# Kitchen faucet recommends ?



## MACPLUMB777 (Jun 18, 2008)

I have a friend looking at a Ruvati RVF 1215CH Style kitchen faucet
sold by amazon wonder who makes this is it any good ?
or do you have a recommendation for something better in the same style and or price range ?
this is for a residential kitchen :whistling2:


----------



## Tommy plumber (Feb 19, 2010)

Never heard of that brand, but that doesn't mean it is no good, I have just never heard of them. 

I like Moen. I worked for a contractor who did tons of new construction. And he liked Moen; Moen tub valves, Moen kit. faucets, Moen lav faucets, Moen wide spread lav faucets, Moen deck mount. You get the idea. Moens are decent looking, not overly expensive and a snap to repair.


----------



## OpenSights (Mar 23, 2015)

I'm the same. Moen from a supply house only when it comes to a customer's home. Delta, Glacier Bay, American Std.... No warranty and customer provides.


----------



## dhal22 (Jul 30, 2010)

Odd unusual brand faucets are an excellent choice. A few years from now when parts and warranty are nowhere to be found you get to install a new faucet.


----------



## Nathan901 (Feb 11, 2012)

Moen or delta. Quality faucets that are easy to install and repair.


----------



## plumbob2008 (Jul 29, 2015)

Yes I would go with delta or men but not ones from big box stores go to local plumbing supply


----------



## myakka (Jun 15, 2011)

Anything above the lowest priced moen pull out spout kitchen faucet or Grohe ladylux( just make sure you buy an extra quick disconnect)


----------



## OpenSights (Mar 23, 2015)

If I were to have a second recommendation to a customer it would be Delta.

Probably the biggest reason I'm a Moen guy is not because they are the best faucet in the universe, it's the service side. For the most part just two cartridges to stock. Expensive, yes, but hey, I don't have to order them or drive to the supply house. If a customer is willing to wait a week I tell them to call Moen, have a free part delivered, then when they have it in hand to call me. Sometimes they don't want to wait and I make an extra $20 using my parts. Fine by me, but it's their choice.

## Material provided
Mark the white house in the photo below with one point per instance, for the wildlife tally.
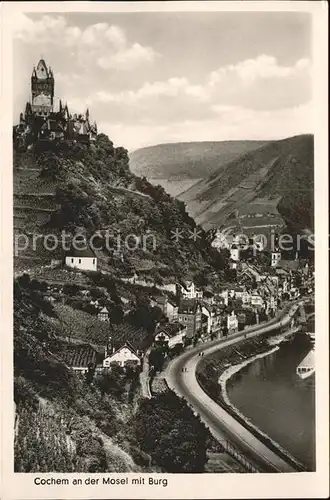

## Requests
1. Please translate this sentence from the faucet thread into Spanish: "If I were to have a second recommendation to a customer it would be Delta."
2. Carry the faucet thread forward from its last sentence.
The lines that come after the faucet thread are a separate set of material.

## Task responses
1. Si tuviera que hacerle una segunda recomendación a un cliente, sería Delta.

2.
My last house had all Price Pfister fixtures. I like them, but I know how to work on them and where to get the parts... but to have a good stock on the truck.... I keep some parts of every brand, sometimes I have it, sometimes not. I'd rather show up once, complete the job, collect, and see ya next time. 

Also regarding big box store vs. supply house quality, I see higher product quality from the supply houses.... same model number and everything. People think they're saving a buck until I refuse to install those stupid plastic pop-up assemblies and charge them an extra $45 for a good brass pop-up.


----------



## Dpeckplb (Sep 20, 2013)

I recommend Moen usually. Delta is a close second. The issue with delta is parts aren't as readily available. Those two brands have always been no questions asked when i have asked for boxes of cartridges and what not. Both have given me repair kits that I'd imagine would have cost over 1000$ each free of charge.


----------



## Nessichaved (Jun 14, 2017)

and don't forget the Lifetime warranty on the Moen is hard to beat!


----------



## Nessichaved (Jun 14, 2017)

upss... sorry i though this is a new thread!


----------



## AlbertGeorge (May 25, 2017)

I would go with go with delta faucet 9192https://www.amazon.com/9192-AR-DST-...ic-Stainless/dp/B00A39FRII?tag=kitchenguyd-20*. *With looks to die for and a diamond-coated valve, this is bound to be the eye candy of your kitchen.


----------



## chonkie (Jul 31, 2014)

AlbertGeorge said:


> I would go with go with delta faucet 9192. With looks to die for and a diamond-coated valve, this is bound to be the eye candy of your kitchen.


Two years since original post, I sure hope he didn't take this long to pick a faucet ... gotta love new guys necroposting. I install a lot of Delta, the last thing I would ever say about them now is that their looks are to die for, nor would I consider that faucet the eye candy of a kitchen. I used to really like Delta faucets, not so much anymore.


----------



## kenjohnson1992 (Jul 26, 2017)

After reading this post: http://makethesimple.com/best-kitchen-faucet/, I will go with Grohe 32665001 Concetto . Is it ok?


----------



## MACPLUMB777 (Jun 18, 2008)

HEY MODS how come we have all these Plumber wanna be's posting ?


----------



## MalcolmDavid67 (Dec 28, 2016)

delta if you are going to have to service it. If you want to replace it in a few years it does not matter.


----------



## tanklessheater (Sep 25, 2017)

I see most people use Moen.. and yes, Moen is the best as of now!! Not that expensive, classy and decent looking.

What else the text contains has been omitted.